• [STATED TASK]
Quote all of the entries word for word.

[Location annotation dataset excerpts]

__________________________________________________

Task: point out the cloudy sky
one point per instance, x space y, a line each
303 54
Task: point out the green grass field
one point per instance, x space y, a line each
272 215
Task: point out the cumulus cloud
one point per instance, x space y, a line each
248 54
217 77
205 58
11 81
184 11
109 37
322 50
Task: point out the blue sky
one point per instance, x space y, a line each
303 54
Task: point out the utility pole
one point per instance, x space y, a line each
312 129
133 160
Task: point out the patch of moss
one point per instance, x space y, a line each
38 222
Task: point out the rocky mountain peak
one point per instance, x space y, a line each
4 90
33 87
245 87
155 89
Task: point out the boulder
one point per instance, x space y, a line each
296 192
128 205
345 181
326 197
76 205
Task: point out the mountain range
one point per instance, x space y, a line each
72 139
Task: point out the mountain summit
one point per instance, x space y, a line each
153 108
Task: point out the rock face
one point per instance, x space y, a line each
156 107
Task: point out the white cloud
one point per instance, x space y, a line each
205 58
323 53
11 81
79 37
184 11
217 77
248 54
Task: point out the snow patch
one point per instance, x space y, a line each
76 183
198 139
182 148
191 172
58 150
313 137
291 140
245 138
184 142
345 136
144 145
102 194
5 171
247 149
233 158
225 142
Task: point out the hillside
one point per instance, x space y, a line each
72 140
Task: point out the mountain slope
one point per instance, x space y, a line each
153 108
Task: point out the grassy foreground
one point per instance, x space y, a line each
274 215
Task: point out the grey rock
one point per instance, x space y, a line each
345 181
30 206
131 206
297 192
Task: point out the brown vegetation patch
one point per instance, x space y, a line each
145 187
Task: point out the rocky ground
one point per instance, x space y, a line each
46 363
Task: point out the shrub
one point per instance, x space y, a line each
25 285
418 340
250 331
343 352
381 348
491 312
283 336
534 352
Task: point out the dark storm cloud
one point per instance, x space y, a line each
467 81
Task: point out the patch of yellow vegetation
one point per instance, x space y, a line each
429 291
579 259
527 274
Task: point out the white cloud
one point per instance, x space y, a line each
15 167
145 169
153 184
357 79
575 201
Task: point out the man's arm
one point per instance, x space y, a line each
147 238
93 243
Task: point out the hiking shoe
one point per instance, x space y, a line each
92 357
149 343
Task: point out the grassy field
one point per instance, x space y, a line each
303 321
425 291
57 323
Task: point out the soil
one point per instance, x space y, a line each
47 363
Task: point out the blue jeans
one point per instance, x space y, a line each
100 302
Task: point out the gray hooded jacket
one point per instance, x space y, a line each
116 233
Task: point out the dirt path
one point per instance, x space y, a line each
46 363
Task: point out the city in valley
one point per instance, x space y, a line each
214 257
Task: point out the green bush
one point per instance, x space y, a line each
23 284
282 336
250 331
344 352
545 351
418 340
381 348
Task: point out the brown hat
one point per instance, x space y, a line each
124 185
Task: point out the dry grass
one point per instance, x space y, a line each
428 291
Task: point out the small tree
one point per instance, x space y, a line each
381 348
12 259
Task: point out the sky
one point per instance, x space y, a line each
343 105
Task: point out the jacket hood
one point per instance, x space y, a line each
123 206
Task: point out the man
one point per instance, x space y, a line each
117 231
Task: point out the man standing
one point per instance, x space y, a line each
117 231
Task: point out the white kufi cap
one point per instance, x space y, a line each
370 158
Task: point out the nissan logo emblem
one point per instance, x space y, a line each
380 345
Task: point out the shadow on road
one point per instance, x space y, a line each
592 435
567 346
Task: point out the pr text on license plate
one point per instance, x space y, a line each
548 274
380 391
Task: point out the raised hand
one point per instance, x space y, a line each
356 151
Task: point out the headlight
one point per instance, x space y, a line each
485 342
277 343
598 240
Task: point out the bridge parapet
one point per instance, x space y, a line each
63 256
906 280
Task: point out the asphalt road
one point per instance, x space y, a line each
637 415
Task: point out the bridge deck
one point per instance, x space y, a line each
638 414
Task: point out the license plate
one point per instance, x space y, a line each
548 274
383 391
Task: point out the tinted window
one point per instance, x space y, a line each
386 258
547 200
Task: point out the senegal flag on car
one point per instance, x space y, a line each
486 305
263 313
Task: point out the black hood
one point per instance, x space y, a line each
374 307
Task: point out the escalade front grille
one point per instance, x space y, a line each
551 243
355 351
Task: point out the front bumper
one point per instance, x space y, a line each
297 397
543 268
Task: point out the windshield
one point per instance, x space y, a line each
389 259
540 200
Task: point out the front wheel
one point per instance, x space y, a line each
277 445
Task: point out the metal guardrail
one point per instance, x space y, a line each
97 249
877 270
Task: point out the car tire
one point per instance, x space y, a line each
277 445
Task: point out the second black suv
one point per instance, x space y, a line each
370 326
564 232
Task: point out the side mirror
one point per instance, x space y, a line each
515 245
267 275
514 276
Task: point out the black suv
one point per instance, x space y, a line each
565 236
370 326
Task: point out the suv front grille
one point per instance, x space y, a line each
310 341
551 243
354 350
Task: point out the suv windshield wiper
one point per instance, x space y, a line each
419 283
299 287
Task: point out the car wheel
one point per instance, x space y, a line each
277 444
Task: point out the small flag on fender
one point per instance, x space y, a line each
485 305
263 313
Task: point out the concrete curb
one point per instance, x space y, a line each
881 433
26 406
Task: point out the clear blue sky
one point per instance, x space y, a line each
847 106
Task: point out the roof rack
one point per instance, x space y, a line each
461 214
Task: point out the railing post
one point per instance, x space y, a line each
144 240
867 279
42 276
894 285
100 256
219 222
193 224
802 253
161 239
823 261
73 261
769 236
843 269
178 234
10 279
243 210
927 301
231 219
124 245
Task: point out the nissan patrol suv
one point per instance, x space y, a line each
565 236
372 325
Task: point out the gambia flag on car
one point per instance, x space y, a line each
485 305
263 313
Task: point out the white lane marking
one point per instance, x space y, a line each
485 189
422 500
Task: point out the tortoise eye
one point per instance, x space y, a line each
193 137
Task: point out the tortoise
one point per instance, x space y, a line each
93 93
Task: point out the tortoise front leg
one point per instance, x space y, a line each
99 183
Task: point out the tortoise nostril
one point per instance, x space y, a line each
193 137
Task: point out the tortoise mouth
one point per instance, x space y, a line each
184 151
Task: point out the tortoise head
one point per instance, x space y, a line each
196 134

__________________________________________________

• [EXERCISE RESULT]
Task: point out the cloudy sky
one point per instance, x space y, a line each
303 54
Task: point out the green grass field
one point per instance, x space y, a line each
272 215
Task: point out the cumulus cloud
one point per instance, x space y, a line each
248 54
217 77
205 58
11 81
184 11
109 37
322 50
Task: point out the blue sky
one point per instance, x space y, a line each
303 54
Task: point out the utility pole
one point per instance, x space y, a line each
312 129
133 160
Task: point out the patch of moss
one point per instance, x space y, a line each
38 222
Task: point out the rocky mountain peak
one point per instance, x space y, a line each
4 90
33 87
245 87
155 89
Task: point out the boulder
one point per instance, x space y, a line each
296 192
128 205
345 181
326 197
76 205
Task: point out the mountain range
one point per instance, x space y, a line each
72 139
Task: point out the mountain summit
one point per instance, x space y, a line each
153 108
Task: point out the rock face
one point per instance, x space y, a line each
156 107
Task: point out the white cloud
one point per instance, x space y, a line each
205 58
323 53
11 81
79 37
184 11
217 77
248 54
Task: point out the snow patch
one point per instance, x space y, a line each
76 183
198 139
182 148
191 172
58 150
313 137
291 140
245 138
184 142
345 136
144 145
102 194
5 171
247 149
233 158
225 142
Task: point out the hillside
one point per instance, x space y, a line each
72 140
Task: point out the mountain slope
one point per instance, x space y, a line each
153 108
Task: point out the grassy foreground
one point per instance, x space y, a line each
274 215
Task: point out the grey rock
one point per instance, x space y, a line each
345 181
30 206
131 206
297 192
Task: point out the brown vegetation patch
one point per instance, x space y, a line each
145 187
Task: point out the rocky ground
one point per instance, x space y, a line each
46 363
Task: point out the shrub
one point per instance, x space y, a line each
25 285
418 340
250 331
343 352
381 348
491 312
283 336
534 352
Task: point out the dark storm cloud
one point per instance, x space y, a line each
467 81
Task: point out the patch of yellow vegetation
one point per instance, x space y, a line each
429 291
579 259
527 274
Task: point out the white cloud
one point per instance, x space y, a line each
15 167
145 169
153 184
357 79
575 201
Task: point out the man's arm
one point per instance, x space y, a line each
147 238
93 243
Task: point out the hiking shoe
one point per instance, x space y, a line each
92 357
149 343
Task: point out the grassy field
one point per instance, x space y, a line each
303 321
425 291
57 323
Task: point out the soil
one point per instance, x space y, a line each
47 363
Task: point out the blue jeans
one point per instance, x space y, a line each
100 302
Task: point out the gray hooded jacket
one point per instance, x space y, a line each
116 233
Task: point out the dirt path
one point per instance, x space y, a line each
46 363
Task: point out the city in valley
one point per instance, x space y, a line each
214 257
Task: point out the green bush
one point per instance, x space y, a line each
23 284
282 336
250 331
344 352
545 351
418 340
381 348
Task: point out the brown hat
one point per instance, x space y, a line each
124 185
Task: point out the dry grass
one point per instance, x space y, a line each
428 291
Task: point out the small tree
one point per instance, x space y, a line each
381 348
12 259
Task: point out the sky
one point per instance, x space y, a line each
343 105
Task: point out the jacket hood
one point per instance, x space y, a line each
123 206
Task: point out the man
one point per instance, x space y, a line each
117 231
Task: point out the man standing
one point per instance, x space y, a line each
117 231
Task: point out the white kufi cap
one point per instance, x space y, a line each
370 158
Task: point out the nissan logo emblem
one point per instance, x space y, a line each
380 345
Task: point out the shadow on road
one point per instance, x space y, a line each
592 435
567 346
Task: point out the pr text on license plate
one point per instance, x space y, a line each
548 274
380 391
Task: point out the raised hand
one point per instance, x space y, a line each
356 151
Task: point out the headlight
one point per instance, x space y, a line each
485 342
277 343
598 240
Task: point out the bridge parapet
one point per instance, x space y, a line each
63 256
906 280
Task: point out the asphalt road
one point per instance, x space y, a line each
637 415
Task: point out the bridge deck
one point per instance, x space y, a line each
638 414
Task: point out the license plate
one point per instance, x space y, a line each
548 274
383 391
Task: point out the tinted window
one point per instance, x space y, a line each
386 258
547 200
Task: point out the senegal flag on car
one point per instance, x space y, a line each
486 305
263 313
Task: point out the black hood
one point per instance, x space y, a line each
374 307
Task: point out the escalade front grille
one point per instance, x space y, a line each
551 243
355 351
Task: point out the front bumper
one point per instance, x space y, a line each
297 397
543 268
Task: point out the windshield
one point per instance, x space y, a line each
389 259
540 200
Task: point out the front wheel
one point per instance, x space y, a line each
277 445
Task: point out the metal guardrail
one point per instance, x space y, a line each
97 249
877 270
Task: point out the car tire
one point per instance, x space y, a line each
277 445
Task: point out the second black suv
one point per instance, x space y, a line each
370 326
564 232
Task: point out the side mirror
one point per instance, x space y, a line each
515 245
267 275
514 276
Task: point out the black suv
one point per instance, x space y, a line each
565 236
370 326
Task: point out the suv front grille
one point per instance, x space y, a line each
310 341
551 243
354 350
Task: point out the suv windshield wiper
one point per instance, x space y, a line each
419 283
299 287
Task: point out the car wheel
one point per instance, x space y, a line each
277 444
Task: point out the small flag on fender
one point per instance, x space y, a line each
485 305
263 313
Task: point out the concrete curb
one point per instance, x space y, a line each
881 433
26 406
Task: point out the clear blue sky
one point per instance, x space y, a line each
847 106
Task: point out the roof rack
one point per instance, x space y, a line each
461 214
Task: point out the railing post
one point per instance, x space y, a line each
144 240
867 279
42 276
894 285
100 256
219 222
193 224
802 253
161 239
823 261
73 261
769 236
843 269
178 234
10 279
243 210
927 301
231 219
124 245
Task: point out the nissan patrol suv
one point per instance, x space y, a line each
565 236
372 325
Task: point out the gambia flag on car
one point per instance, x space y, a line each
485 305
263 313
Task: point out the white lane marking
one point per instance, x space y, a line each
485 189
422 500
Task: point out the tortoise eye
one point per instance, x space y, a line each
193 137
Task: point out the tortoise
one point per instance, x space y, a line each
93 93
Task: point out the tortoise front leg
one point per instance, x space y, a line each
99 183
Task: point out the tortoise nostril
one point per instance, x space y, a line each
193 137
Task: point out the tortoise mouth
one point per instance, x space y, a line each
184 151
Task: point out the tortoise head
one point per instance, x space y, a line each
196 134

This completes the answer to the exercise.